* **To do**: Reproduce every line of the listing below without changing a single character.

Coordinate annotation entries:
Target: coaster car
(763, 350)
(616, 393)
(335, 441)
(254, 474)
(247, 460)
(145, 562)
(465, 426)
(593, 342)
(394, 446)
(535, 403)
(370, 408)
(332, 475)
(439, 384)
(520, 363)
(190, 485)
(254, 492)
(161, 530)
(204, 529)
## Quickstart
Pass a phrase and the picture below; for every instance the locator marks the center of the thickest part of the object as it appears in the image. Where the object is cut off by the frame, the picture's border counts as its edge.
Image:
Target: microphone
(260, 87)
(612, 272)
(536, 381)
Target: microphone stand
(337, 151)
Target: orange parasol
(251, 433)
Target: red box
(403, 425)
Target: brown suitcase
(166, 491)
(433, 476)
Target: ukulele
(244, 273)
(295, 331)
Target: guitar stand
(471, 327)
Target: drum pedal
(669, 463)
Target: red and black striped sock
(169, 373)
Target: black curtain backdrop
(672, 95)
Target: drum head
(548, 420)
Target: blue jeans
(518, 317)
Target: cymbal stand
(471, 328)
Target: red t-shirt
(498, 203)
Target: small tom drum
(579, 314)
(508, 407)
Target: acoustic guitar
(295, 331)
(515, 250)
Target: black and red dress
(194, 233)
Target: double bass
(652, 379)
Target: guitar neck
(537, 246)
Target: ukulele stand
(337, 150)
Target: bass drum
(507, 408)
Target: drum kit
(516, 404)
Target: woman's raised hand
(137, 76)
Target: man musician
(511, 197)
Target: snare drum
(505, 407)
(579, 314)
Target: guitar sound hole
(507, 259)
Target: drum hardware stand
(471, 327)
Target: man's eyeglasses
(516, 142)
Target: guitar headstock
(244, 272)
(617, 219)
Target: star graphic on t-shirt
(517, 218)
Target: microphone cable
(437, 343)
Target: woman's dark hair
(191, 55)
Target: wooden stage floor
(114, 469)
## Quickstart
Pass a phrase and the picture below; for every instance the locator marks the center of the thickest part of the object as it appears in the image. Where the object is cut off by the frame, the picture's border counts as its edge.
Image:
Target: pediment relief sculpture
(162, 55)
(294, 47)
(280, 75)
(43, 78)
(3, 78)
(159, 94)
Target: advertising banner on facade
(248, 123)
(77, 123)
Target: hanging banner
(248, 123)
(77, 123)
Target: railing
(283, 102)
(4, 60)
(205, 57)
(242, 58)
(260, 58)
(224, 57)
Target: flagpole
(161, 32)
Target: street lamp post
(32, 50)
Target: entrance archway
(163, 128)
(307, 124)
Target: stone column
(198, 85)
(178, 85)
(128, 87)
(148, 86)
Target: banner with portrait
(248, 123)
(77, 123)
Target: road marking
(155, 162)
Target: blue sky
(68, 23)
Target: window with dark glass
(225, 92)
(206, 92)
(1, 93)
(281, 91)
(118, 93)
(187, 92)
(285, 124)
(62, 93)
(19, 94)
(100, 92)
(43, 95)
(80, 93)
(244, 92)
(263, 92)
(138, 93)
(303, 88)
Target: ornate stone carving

* **Solution**:
Target: coaster car
(763, 350)
(616, 393)
(335, 441)
(254, 474)
(247, 460)
(145, 562)
(465, 426)
(593, 342)
(394, 446)
(535, 403)
(370, 408)
(332, 475)
(439, 384)
(520, 363)
(190, 485)
(254, 492)
(161, 530)
(204, 529)
## Quickstart
Pass a phrase and the picture below; for every instance the locator marks the center of the thickest part of the object as it appears in the image. Where the object is cut off by the frame, the picture's border counts as its edge.
Image:
Target: microphone
(260, 87)
(612, 272)
(536, 381)
Target: microphone stand
(337, 151)
Target: orange parasol
(251, 433)
Target: red box
(403, 425)
Target: brown suitcase
(166, 491)
(433, 476)
Target: ukulele
(244, 273)
(295, 331)
Target: guitar stand
(471, 327)
Target: drum pedal
(669, 463)
Target: red and black striped sock
(169, 373)
Target: black curtain backdrop
(672, 95)
Target: drum head
(548, 420)
Target: blue jeans
(518, 317)
Target: cymbal stand
(471, 328)
Target: red t-shirt
(498, 203)
Target: small tom drum
(579, 314)
(508, 407)
Target: acoustic guitar
(295, 331)
(515, 250)
Target: black and red dress
(194, 233)
Target: double bass
(652, 379)
Target: guitar neck
(537, 246)
Target: ukulele stand
(337, 150)
Target: bass drum
(507, 408)
Target: drum kit
(516, 404)
Target: woman's raised hand
(137, 76)
Target: man musician
(511, 197)
Target: snare drum
(505, 407)
(579, 314)
Target: guitar sound hole
(507, 259)
Target: drum hardware stand
(471, 327)
Target: man's eyeglasses
(516, 142)
Target: guitar headstock
(244, 272)
(617, 219)
Target: star graphic on t-shirt
(517, 218)
Target: microphone cable
(437, 343)
Target: woman's dark hair
(191, 55)
Target: wooden stage floor
(114, 469)
## Quickstart
Pass a phrase and the picture below; for every instance the locator marks the center of the thickest part of the object as it appears in the image. Where the object is cut off by the frame, the picture's border counts as its edge.
Image:
Target: pediment relief sculpture
(162, 55)
(294, 47)
(280, 75)
(43, 78)
(3, 78)
(159, 94)
Target: advertising banner on facade
(248, 123)
(77, 123)
Target: hanging banner
(248, 123)
(77, 123)
Target: railing
(283, 102)
(4, 60)
(205, 57)
(242, 58)
(260, 58)
(224, 57)
Target: flagpole
(161, 32)
Target: street lamp post
(32, 50)
Target: entrance archway
(163, 128)
(307, 124)
Target: stone column
(198, 85)
(178, 85)
(128, 87)
(148, 86)
Target: banner with portrait
(248, 123)
(77, 123)
Target: road marking
(155, 162)
Target: blue sky
(68, 23)
Target: window with dark glass
(225, 92)
(206, 92)
(1, 93)
(281, 91)
(118, 93)
(187, 92)
(285, 124)
(62, 93)
(19, 94)
(100, 92)
(43, 95)
(80, 93)
(244, 92)
(263, 92)
(138, 93)
(303, 88)
Target: ornate stone carving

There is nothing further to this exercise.